▶ Material provided:
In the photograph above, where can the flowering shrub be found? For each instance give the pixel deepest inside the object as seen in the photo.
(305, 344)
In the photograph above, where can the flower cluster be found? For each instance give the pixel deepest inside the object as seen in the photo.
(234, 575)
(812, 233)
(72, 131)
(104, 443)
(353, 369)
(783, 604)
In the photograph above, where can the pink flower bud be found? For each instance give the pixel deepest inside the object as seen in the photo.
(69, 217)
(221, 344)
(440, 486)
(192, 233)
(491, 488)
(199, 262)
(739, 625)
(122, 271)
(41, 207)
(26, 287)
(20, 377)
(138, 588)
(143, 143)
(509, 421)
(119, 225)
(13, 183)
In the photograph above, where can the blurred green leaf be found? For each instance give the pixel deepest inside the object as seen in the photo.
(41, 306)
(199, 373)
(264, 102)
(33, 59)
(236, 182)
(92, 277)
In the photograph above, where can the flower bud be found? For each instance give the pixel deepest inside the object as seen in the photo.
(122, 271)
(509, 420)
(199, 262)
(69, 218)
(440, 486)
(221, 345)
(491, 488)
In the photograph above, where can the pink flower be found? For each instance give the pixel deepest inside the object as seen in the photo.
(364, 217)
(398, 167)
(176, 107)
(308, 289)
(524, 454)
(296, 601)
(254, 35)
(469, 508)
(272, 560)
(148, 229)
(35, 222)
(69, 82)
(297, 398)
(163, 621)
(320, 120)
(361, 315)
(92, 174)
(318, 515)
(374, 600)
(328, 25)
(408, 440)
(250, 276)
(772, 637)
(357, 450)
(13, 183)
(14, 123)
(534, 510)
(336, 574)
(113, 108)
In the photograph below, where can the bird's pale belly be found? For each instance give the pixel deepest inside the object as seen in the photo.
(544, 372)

▶ What this task involves: Output as a numbered list every line of the records from the line with "In the photograph above, where can the flower bud" through the last line of the records, both included. Leave out blank lines.

▶ Finished answer:
1. In the photograph above, where can the flower bud be found? For each instance give the pixel deepest inside the object as seen in the photo.
2. (122, 271)
3. (509, 420)
4. (199, 262)
5. (69, 218)
6. (440, 486)
7. (221, 345)
8. (491, 488)
9. In the photograph above, where can the pink flower be found? For each instance give the pixel deepest inside the object as seen in the photo.
10. (364, 217)
11. (398, 167)
12. (176, 107)
13. (308, 289)
14. (524, 454)
15. (296, 601)
16. (254, 35)
17. (469, 508)
18. (272, 560)
19. (148, 229)
20. (35, 222)
21. (69, 82)
22. (297, 398)
23. (163, 621)
24. (320, 120)
25. (361, 315)
26. (92, 174)
27. (318, 515)
28. (374, 600)
29. (328, 25)
30. (408, 440)
31. (250, 276)
32. (772, 637)
33. (357, 450)
34. (13, 183)
35. (14, 123)
36. (534, 510)
37. (336, 574)
38. (113, 108)
39. In the photograph below, where can the bird's pale belly be found? For each instance give the pixel deepest inside the object as seen in the photo.
40. (544, 372)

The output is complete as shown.